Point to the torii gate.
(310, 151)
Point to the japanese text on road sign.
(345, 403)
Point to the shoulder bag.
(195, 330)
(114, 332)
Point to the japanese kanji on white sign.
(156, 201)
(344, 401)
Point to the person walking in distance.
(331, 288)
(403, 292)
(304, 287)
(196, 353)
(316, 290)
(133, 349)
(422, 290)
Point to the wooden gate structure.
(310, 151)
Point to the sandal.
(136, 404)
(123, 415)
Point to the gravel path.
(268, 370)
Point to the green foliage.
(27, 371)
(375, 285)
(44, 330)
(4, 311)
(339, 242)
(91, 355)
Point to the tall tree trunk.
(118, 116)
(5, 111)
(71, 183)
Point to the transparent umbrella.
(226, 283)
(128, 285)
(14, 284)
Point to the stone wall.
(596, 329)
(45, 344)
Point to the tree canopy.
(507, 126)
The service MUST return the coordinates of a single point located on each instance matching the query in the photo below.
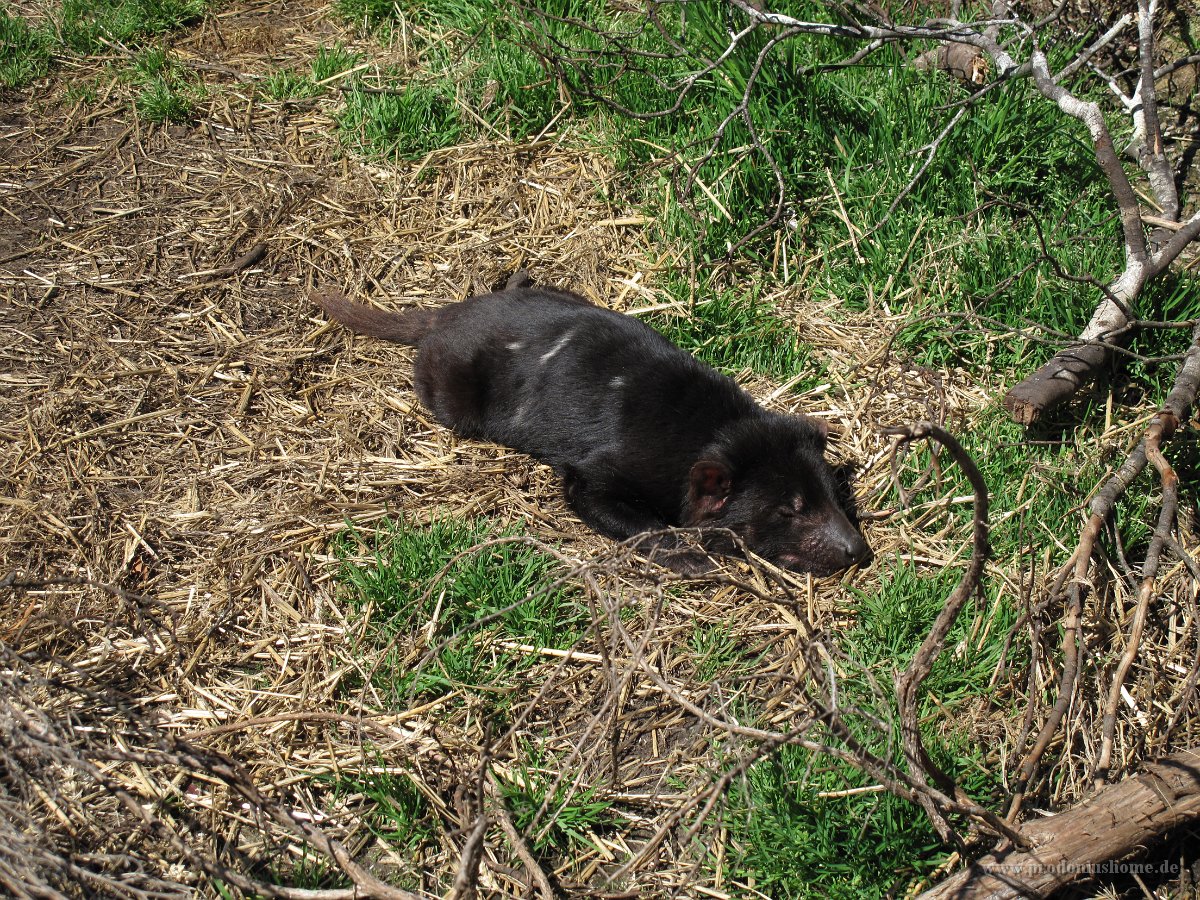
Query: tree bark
==================================================
## EXERCISE BRIEF
Each record above should come back exactly the same, only without its pictures.

## FULL SOLUTION
Point to the torii gate.
(310, 151)
Point to the japanese text on road sign.
(345, 403)
Point to the shoulder bag.
(195, 330)
(114, 332)
Point to the japanese kanji on white sign.
(156, 201)
(344, 401)
Point to the person walking in distance.
(331, 288)
(403, 292)
(304, 287)
(196, 353)
(316, 290)
(133, 349)
(422, 290)
Point to the wooden gate structure.
(310, 151)
Point to the sandal.
(136, 404)
(123, 415)
Point to the gravel path.
(268, 370)
Point to the green foliage.
(27, 371)
(375, 285)
(44, 330)
(4, 311)
(339, 242)
(91, 355)
Point to the tall tree trunk.
(118, 116)
(5, 111)
(71, 183)
Point to the transparent umbrella.
(226, 283)
(128, 285)
(14, 284)
Point to the stone wall.
(596, 329)
(45, 344)
Point to the tree canopy.
(507, 126)
The service MUST return the coordinates of a single point located on each instance matching the query in the photo below.
Query: tree bark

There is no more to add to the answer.